Here are some records. Copy each one exactly.

[START OF Material supplied]

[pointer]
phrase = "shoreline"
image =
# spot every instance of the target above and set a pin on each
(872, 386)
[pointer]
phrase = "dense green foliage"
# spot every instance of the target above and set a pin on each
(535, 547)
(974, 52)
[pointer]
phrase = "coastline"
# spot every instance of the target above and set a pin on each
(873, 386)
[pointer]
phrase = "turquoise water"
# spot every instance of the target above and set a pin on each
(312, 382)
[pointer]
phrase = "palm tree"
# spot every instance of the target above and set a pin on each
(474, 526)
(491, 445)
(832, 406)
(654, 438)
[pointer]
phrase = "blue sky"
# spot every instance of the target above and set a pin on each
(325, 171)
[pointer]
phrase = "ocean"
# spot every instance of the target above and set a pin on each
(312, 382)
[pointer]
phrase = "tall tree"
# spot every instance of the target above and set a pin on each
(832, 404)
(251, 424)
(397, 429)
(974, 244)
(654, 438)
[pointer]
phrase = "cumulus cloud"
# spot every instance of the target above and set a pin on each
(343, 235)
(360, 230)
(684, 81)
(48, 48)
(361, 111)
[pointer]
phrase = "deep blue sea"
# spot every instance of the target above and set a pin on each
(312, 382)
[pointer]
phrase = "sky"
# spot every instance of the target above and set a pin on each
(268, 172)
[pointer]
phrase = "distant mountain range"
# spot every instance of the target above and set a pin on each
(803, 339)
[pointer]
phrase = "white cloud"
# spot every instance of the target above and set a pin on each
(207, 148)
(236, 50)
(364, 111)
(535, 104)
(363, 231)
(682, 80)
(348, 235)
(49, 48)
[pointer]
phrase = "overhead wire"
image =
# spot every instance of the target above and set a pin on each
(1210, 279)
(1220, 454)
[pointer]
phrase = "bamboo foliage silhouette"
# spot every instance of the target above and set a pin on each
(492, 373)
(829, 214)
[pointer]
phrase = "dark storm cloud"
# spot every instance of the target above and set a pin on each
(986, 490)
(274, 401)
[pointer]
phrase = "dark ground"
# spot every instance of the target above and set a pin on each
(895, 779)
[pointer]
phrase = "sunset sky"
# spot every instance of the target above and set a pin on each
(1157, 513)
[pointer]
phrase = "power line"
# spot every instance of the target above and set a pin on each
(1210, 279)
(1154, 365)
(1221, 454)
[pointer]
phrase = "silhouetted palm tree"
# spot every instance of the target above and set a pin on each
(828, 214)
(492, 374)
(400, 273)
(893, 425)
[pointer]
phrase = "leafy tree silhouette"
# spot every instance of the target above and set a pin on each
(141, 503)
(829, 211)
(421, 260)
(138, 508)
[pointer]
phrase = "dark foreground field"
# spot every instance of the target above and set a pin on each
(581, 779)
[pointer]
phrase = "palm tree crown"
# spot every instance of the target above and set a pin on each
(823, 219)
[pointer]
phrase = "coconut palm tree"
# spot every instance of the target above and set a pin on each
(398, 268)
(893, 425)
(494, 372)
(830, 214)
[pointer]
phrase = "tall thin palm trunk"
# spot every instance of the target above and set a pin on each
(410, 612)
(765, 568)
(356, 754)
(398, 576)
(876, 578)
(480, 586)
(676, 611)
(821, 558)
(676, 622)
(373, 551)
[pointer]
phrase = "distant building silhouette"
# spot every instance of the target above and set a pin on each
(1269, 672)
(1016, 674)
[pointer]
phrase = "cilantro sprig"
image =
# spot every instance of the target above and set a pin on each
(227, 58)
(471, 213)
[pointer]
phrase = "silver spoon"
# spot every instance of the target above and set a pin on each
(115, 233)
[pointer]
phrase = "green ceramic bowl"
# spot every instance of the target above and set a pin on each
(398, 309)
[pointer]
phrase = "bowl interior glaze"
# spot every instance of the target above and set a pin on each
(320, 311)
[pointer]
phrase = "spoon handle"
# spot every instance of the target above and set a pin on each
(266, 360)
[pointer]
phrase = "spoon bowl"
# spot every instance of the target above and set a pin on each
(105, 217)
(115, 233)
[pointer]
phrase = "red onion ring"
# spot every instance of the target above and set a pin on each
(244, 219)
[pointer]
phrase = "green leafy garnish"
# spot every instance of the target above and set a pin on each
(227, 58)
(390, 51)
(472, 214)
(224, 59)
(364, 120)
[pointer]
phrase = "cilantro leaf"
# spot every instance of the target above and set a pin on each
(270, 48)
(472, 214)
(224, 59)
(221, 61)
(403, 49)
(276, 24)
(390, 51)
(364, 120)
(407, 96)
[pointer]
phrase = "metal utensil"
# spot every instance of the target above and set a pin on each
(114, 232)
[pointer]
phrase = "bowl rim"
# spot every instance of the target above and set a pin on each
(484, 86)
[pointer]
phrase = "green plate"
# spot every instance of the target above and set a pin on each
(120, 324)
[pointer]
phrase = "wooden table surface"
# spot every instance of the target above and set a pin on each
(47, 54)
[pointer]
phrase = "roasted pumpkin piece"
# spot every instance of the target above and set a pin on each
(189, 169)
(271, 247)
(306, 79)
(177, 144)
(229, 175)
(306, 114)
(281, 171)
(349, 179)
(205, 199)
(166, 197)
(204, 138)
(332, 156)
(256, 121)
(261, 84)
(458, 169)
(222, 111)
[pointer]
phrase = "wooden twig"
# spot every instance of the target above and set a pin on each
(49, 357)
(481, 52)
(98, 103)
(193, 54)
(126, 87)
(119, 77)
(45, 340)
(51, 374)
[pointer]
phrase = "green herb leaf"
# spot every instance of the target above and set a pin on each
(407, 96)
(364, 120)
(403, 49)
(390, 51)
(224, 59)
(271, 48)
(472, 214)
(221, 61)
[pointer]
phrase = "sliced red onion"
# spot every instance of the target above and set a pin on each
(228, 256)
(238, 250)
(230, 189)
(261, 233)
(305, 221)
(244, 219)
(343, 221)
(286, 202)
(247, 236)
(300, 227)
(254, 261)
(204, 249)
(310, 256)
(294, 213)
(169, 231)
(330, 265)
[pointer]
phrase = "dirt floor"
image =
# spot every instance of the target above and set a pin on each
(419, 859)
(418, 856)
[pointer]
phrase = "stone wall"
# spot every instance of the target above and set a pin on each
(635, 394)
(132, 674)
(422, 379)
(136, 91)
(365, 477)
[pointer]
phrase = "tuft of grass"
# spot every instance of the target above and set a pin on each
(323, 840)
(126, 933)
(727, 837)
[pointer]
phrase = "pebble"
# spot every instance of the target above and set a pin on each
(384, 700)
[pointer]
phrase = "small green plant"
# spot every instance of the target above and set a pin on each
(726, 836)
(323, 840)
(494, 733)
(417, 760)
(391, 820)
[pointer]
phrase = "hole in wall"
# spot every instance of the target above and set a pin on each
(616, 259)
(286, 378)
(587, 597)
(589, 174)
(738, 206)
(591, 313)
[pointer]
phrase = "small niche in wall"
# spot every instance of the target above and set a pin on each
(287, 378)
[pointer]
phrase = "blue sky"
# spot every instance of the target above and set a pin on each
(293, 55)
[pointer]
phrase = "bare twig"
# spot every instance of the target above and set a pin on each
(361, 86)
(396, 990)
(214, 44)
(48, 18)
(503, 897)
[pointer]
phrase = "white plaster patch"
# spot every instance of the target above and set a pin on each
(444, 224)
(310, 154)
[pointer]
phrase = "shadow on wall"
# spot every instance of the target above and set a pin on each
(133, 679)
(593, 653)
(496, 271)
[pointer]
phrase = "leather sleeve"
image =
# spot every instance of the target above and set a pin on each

[END OF Material supplied]

*Written response*
[pointer]
phrase = "shoreline"
image =
# spot every instance of the target above and set a pin on each
(872, 386)
[pointer]
phrase = "dense green foliage"
# spot every instance of the target above and set a pin on each
(535, 547)
(974, 52)
[pointer]
phrase = "coastline"
# spot every instance of the target above and set a pin on each
(873, 386)
[pointer]
phrase = "turquoise water"
# spot every instance of the target above and set a pin on each
(312, 382)
[pointer]
phrase = "palm tree"
# spot every instance of the target above and set a pin on each
(474, 526)
(491, 445)
(832, 406)
(654, 438)
[pointer]
phrase = "blue sky"
# spot every instance of the target above and set a pin on each
(325, 171)
[pointer]
phrase = "ocean"
# spot every instance of the target above and set a pin on each
(312, 382)
[pointer]
phrase = "tall tree"
# spot every instance of the target above and set a pin on each
(832, 404)
(251, 424)
(397, 429)
(974, 244)
(654, 438)
[pointer]
phrase = "cumulus cloud"
# spot every instance of the target above and set a pin on each
(343, 235)
(360, 230)
(684, 81)
(48, 48)
(361, 111)
[pointer]
phrase = "deep blue sea"
# spot every instance of the target above and set a pin on each
(312, 382)
[pointer]
phrase = "sky"
# spot every instance of the target above and set a pin on each
(268, 172)
[pointer]
phrase = "distant mountain range"
# spot every instance of the target above and set a pin on each
(803, 339)
[pointer]
phrase = "white cloud"
# spot every instance of the target above and set a pin on each
(207, 148)
(236, 50)
(364, 111)
(535, 104)
(363, 231)
(682, 80)
(348, 235)
(49, 48)
[pointer]
phrase = "overhead wire"
image =
# spot every instance of the target above and set a pin on each
(1210, 279)
(1220, 454)
[pointer]
phrase = "bamboo foliage silhouette"
# spot every instance of the target above and set a pin on each
(492, 373)
(829, 214)
[pointer]
phrase = "dark storm cloud"
# spot every instance of the target above and set a pin on each
(986, 490)
(274, 401)
[pointer]
phrase = "dark ground"
# spot every instance of the target above and set a pin on each
(895, 779)
[pointer]
phrase = "sunset sky"
# spot every instance of the target above and set a pin on each
(1157, 513)
[pointer]
phrase = "power line"
# spot every instance of the target above and set a pin on each
(1210, 279)
(1154, 365)
(1221, 454)
[pointer]
phrase = "silhouetted palm tree"
# spot every instance of the target above and set a pin on each
(828, 214)
(492, 374)
(400, 273)
(893, 425)
[pointer]
phrase = "leafy tree silhouette"
# spot every instance of the target above and set a pin on each
(141, 503)
(829, 211)
(421, 260)
(138, 508)
[pointer]
phrase = "dark foreground field"
# spot every instance of the target above and set a pin on each
(581, 779)
[pointer]
phrase = "palm tree crown"
# spot every instance of the target above and set a pin on each
(823, 219)
[pointer]
phrase = "coconut palm tree"
# spot every instance of the target above and set a pin on each
(398, 268)
(893, 425)
(494, 372)
(830, 214)
[pointer]
phrase = "tall thin palm trunk"
# spot every instance of the target above and set a pin on each
(410, 612)
(765, 568)
(356, 754)
(398, 576)
(876, 578)
(480, 586)
(676, 611)
(821, 558)
(676, 622)
(373, 551)
[pointer]
phrase = "distant building silhouette"
# spot every instance of the target above and set a pin on each
(1269, 672)
(1016, 674)
[pointer]
phrase = "cilantro sprig"
image =
# spot every instance of the target above and set a pin on each
(227, 58)
(471, 213)
[pointer]
phrase = "silver spoon"
# spot every instance of the target above and set a pin on each
(115, 233)
[pointer]
phrase = "green ceramic bowl"
# spot every instance of the target above and set a pin on each
(398, 309)
[pointer]
phrase = "bowl interior glaze"
# spot every instance of the target above and set a pin on each
(320, 311)
[pointer]
phrase = "spoon handle"
# spot every instance of the target above and set a pin on each
(266, 360)
[pointer]
phrase = "spoon bowl"
# spot every instance of the target above and set a pin on each
(105, 217)
(115, 233)
[pointer]
phrase = "red onion ring"
# spot every instance of the target above and set a pin on each
(244, 219)
[pointer]
phrase = "green leafy garnish"
# spot every instance of the target above and set a pin on each
(227, 58)
(390, 51)
(472, 214)
(224, 59)
(364, 120)
[pointer]
phrase = "cilantro leaf"
# spot every instance of the target above and set a pin on each
(270, 48)
(472, 214)
(224, 59)
(221, 61)
(403, 49)
(276, 24)
(390, 51)
(364, 120)
(407, 96)
[pointer]
phrase = "metal utensil"
# spot every instance of the target above and set a pin on each
(114, 232)
[pointer]
phrase = "bowl rim"
# spot every instance of the target above and set a pin on each
(484, 86)
[pointer]
phrase = "green plate"
# spot every instance of the target above and set a pin on each
(120, 324)
[pointer]
phrase = "wooden table surface"
# spot every instance of the target above and set a pin on each
(47, 54)
[pointer]
phrase = "roasted pumpkin piece"
# spot every instance of the target above and set a pin on each
(189, 169)
(271, 247)
(306, 79)
(177, 144)
(229, 175)
(306, 114)
(281, 171)
(349, 179)
(205, 199)
(166, 197)
(204, 138)
(332, 156)
(256, 121)
(261, 84)
(458, 169)
(222, 111)
[pointer]
phrase = "wooden twig"
# spot every instance of the target above and set a pin on each
(49, 357)
(481, 52)
(98, 103)
(193, 54)
(126, 87)
(119, 77)
(45, 340)
(51, 374)
[pointer]
phrase = "green herb leaf"
# spot every instance of the target above and set a pin on each
(407, 96)
(364, 120)
(403, 49)
(390, 51)
(224, 59)
(271, 48)
(472, 214)
(221, 61)
[pointer]
phrase = "sliced red onion"
# spot every instance of the target above and set a pin on each
(228, 256)
(238, 250)
(230, 189)
(261, 233)
(305, 221)
(244, 219)
(343, 221)
(286, 202)
(247, 236)
(300, 227)
(254, 261)
(204, 249)
(310, 256)
(294, 213)
(169, 231)
(330, 265)
[pointer]
phrase = "dirt floor"
image =
# spot every instance of the target above and set a pin on each
(419, 859)
(418, 856)
[pointer]
phrase = "stone wall"
# spot every instance of the target above and set a pin on each
(635, 394)
(132, 674)
(422, 379)
(136, 91)
(365, 477)
[pointer]
phrase = "tuft of grass"
# spot every instance of the target above and set a pin on each
(323, 840)
(126, 933)
(727, 837)
[pointer]
phrase = "pebble"
# spot every instance of the target above and set a pin on each
(384, 700)
[pointer]
phrase = "small green plant"
# spot every instance of the target above and set a pin on each
(726, 836)
(323, 840)
(494, 733)
(417, 760)
(391, 820)
[pointer]
phrase = "hole in wall"
# spot every instance of the target above and set a pin on each
(616, 259)
(286, 378)
(587, 597)
(589, 174)
(738, 206)
(591, 313)
[pointer]
phrase = "small niche in wall"
# spot every instance of the target above and set a pin on each
(287, 378)
[pointer]
phrase = "blue sky"
# spot every instance of the target above and set a pin on each
(293, 55)
[pointer]
phrase = "bare twig"
# spot every instance of the target above and set a pin on each
(361, 86)
(396, 990)
(214, 44)
(48, 18)
(503, 897)
[pointer]
phrase = "white plaster patch"
# spot every instance of the target above and set a pin on each
(444, 224)
(310, 154)
[pointer]
phrase = "shadow on wall"
# spot every instance of the target above and set a pin on each
(133, 679)
(593, 653)
(496, 271)
[pointer]
phrase = "leather sleeve"
image =
# spot every instance of the target above and set a pin on each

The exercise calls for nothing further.